-- Selected passage follows --

Governments have a lot to do before they can ban the right of the traditional midwife. Major intervention is necessry such as the building of roads, clinics, training of midwives and making treatment free for all pregnant women can go a long way to reduce the unnecessary deaths of women in children in Africa.

Friday, April 1, 2011

Sensitivity towards traditional midwives in the health care system.

Millions of babies were born successfully eons before midwives and so-called baby experts were invented. As for so many of us in this technological world of us, there is no readily available information of who attended the birth of pregnant women before colonization of the African continent. But we all know that for centuries midwives assisted women during and after births. Most of these midwives could not read or write and therefore, no documentation were done. What is known is that midwives have always been there from the stories told by our parents. They were called midwives, not birth attendants. Today, midwives are a dying breed and Africa need midwives now more than ever. 

Africa’s traditional midwives are facing marginalization and prosecution for the valuable services they have given to women and children in local communities for centuries. The rich women in this beautiful continent of mine are about to experience the dehumanizing treatment of western medicine. Traditional midwives have safely delivered babies for several centuries before the advent of modern medicine, and have enjoyed high prestige within local communities. My grandmother and many others received widespread support in their mission by their village. Since African governments passed Midwives Amendments to forbidden midwives from delivering babies at home or unless they have registered with an association, women have been left alone during birth and some will even die alone. Because of this amendments or forced issues by the West, people must walk miles to clinics and hospitals just to deliver a baby.

The Western governments brought along several changes in the education of midwives in Africa. Firstly midwives must be nurses and secondly all colleges need to be affiliated with a university to complete a four years course. After completion of this so-called four years course which is designed for a western society, these nurses must now tackle the problems of Africa. This shows that these so-called western trained midwives must now take care of women in a hospital setting and this is where the problem starts. These highly western trained African midwives are looking down at the traditional midwife and start calling these women birth attendants. All they know is a hospital birth and that this is the only way how birth should be done. They learn nothing about labour supporting issues of birth at all.

-- Selected passage concluded --
-- Record excerpts follows --

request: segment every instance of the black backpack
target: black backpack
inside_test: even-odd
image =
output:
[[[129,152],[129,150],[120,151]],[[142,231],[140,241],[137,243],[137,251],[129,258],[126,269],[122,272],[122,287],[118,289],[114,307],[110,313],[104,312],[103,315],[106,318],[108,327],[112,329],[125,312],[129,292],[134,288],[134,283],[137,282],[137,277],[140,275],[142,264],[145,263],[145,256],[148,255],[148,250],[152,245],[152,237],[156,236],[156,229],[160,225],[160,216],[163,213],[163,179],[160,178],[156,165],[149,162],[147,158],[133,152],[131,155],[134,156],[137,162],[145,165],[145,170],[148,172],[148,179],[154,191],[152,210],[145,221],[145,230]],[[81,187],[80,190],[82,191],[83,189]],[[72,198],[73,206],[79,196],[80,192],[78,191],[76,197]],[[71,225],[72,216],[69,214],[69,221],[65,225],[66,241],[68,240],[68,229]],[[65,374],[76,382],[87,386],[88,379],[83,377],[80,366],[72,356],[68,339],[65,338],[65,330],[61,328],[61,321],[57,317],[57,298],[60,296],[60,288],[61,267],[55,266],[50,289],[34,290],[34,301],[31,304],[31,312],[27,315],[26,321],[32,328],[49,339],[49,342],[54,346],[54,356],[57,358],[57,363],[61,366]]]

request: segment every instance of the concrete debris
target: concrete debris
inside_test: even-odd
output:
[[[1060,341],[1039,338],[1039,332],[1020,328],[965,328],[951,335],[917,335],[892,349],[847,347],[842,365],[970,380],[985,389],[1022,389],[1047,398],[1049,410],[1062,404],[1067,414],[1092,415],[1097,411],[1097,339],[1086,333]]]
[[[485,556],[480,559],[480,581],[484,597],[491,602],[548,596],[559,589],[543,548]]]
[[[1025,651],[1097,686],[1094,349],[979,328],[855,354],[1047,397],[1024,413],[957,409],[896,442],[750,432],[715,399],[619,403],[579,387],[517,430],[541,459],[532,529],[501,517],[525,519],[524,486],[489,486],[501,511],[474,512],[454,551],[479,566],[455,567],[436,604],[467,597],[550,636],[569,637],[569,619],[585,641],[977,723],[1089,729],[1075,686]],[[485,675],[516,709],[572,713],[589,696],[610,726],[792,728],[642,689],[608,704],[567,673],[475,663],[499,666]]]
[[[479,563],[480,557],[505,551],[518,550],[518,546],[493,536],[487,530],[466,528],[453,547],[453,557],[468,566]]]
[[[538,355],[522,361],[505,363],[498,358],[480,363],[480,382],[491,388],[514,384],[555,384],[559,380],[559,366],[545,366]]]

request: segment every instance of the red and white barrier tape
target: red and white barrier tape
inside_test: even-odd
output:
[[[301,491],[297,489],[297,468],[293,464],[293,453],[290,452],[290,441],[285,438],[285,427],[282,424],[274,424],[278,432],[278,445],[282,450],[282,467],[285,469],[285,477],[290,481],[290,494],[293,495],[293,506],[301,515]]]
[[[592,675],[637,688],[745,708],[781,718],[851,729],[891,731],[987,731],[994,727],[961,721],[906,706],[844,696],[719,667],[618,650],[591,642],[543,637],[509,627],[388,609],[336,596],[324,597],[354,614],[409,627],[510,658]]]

-- Record excerpts concluded --

Please state how long the university-affiliated course for midwives lasts, according to the passage on traditional midwives.

Four years.